── Kutipan Teks ──

Banyaknya hambatan nontarif dari berbagai negara ditenggarai menjadi penyebab sulitnya Indonesia menembus pasar ekspor produk farmasi dan alat kesehatan.
Padahal, berdasarkan catatan Kementrian Perdagangan, nilai pasar farmasi Tanah Air pada 2016 mencapai Rp 69 triliun pada 2020. Apalagi, sektor farmasi dicanangkan sebagai salah satu industri tulang punggung perekonomian nasional dalam Rencana Induk Pembangunan Industri Nasional pada 2015 – 2035.
Sektor tersebut juga menyerap 40.000 tenaga kerja. Saat ini, terdapat 239 perusahaan farmasi di Indonesia dan sebagian besar beroperasi di Jawa Barat, Jawa Timur, dan DKI Jakarta. Mereka memasok 70% kebutuhan obat di dalam negeri
Sementara itu, pasar industri alat kesehatan nasional pada 2018 diperkirakan mencapai Rp 13,5 triliun, tumbuh 10% dari 2017. Saat ini, produksi alat kesehatan Indonesia masih didominasi produk furnitur rumah sakit.
Direktur Kerja Sama Pengembangan Ekspor Kementerian Perdagangan Marolop Nainggolan menjelaskan, kendala utama dalam mengekspor produk farmasi dan alat kesehatan adalah ketatnya persyaratan registrasi di negara tujuan ekspor, sebagai dampak dari kebijakan proteksionesme
“Proses perizinannya bisa memakan waktu lama, bahkan hingga 5 tahun,” ujarnya, Rabu (17/10)
Selain itu, sebutnya, Indonesia kalah saing dengan China dan India yang bisa memproduksi obat dengan harga yang sangat murah
Tantangan lainnya adalah sebanyak 80% – 90% bahan baku produk farmasi Indonesia masih diimpor karena kurangnya pasokan domestik. Tidak hanya itu, belum ada regulasi yang harmonis antarkementrian / lembaga terkait dengan upaya mengakses berbagai negara tujuan ekspor
Marolop menambahkan, masalah teknis juga kerap menghadang upaya ekspor farmasi. Misalnya, untuk vaksin harus segera dikirim dan tiba dalam 24 jam, sehingga membutuhkan mekanisme cold chain dan kontainer khusus. Akibatnya, RI sulit mengekspor ke Benua Amerika.

───
── Data Tercatat ──

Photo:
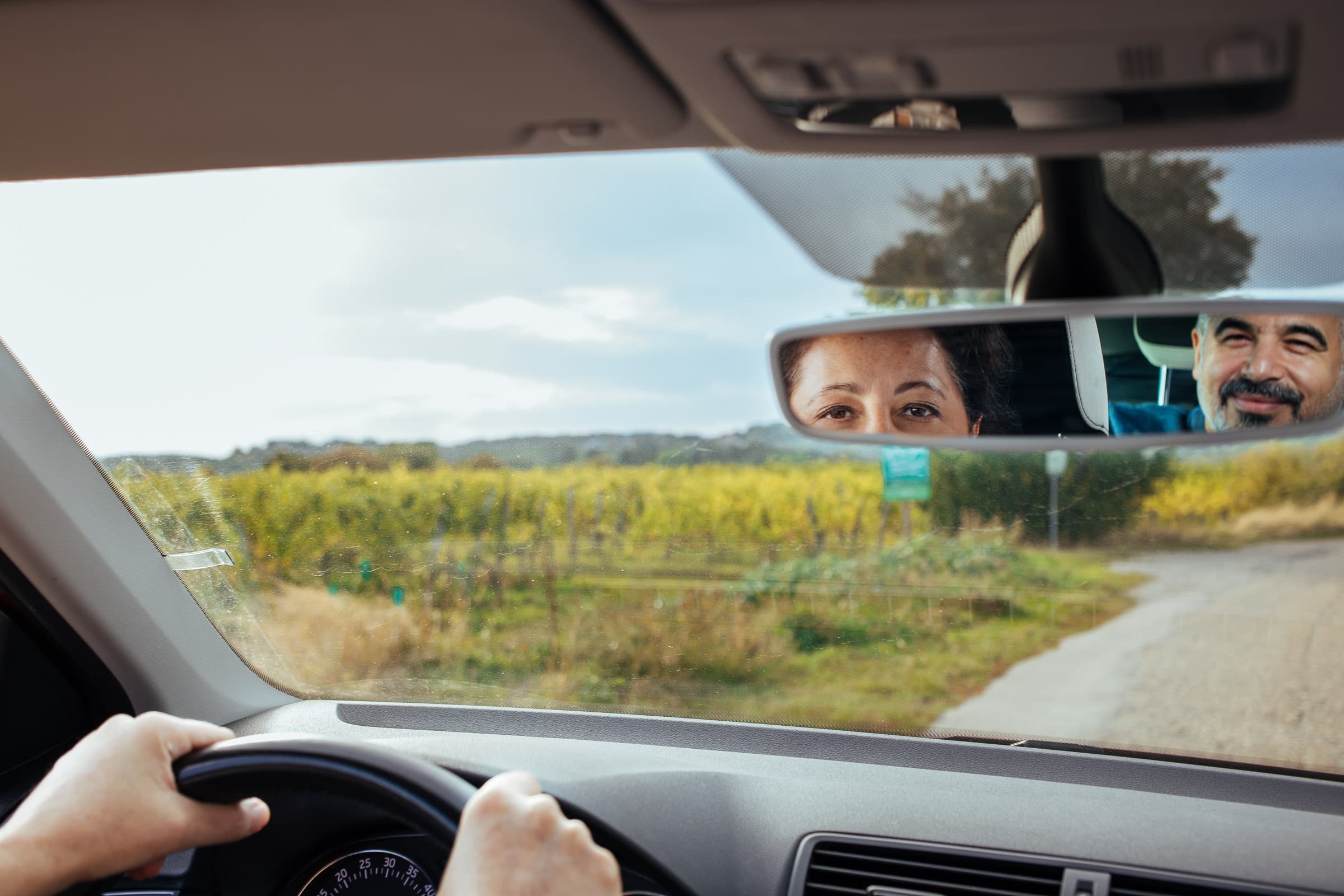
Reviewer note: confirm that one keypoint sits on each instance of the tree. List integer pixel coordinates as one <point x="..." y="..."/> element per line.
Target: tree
<point x="960" y="254"/>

───

Yang Diperlukan – Menurut kutipan teks tentang ekspor farmasi, di provinsi mana saja sebagian besar perusahaan farmasi di Indonesia beroperasi? Gunakan kutipan teks saja sebagai sumber.

Jawaban Latihan – Jawa Barat, Jawa Timur, dan DKI Jakarta.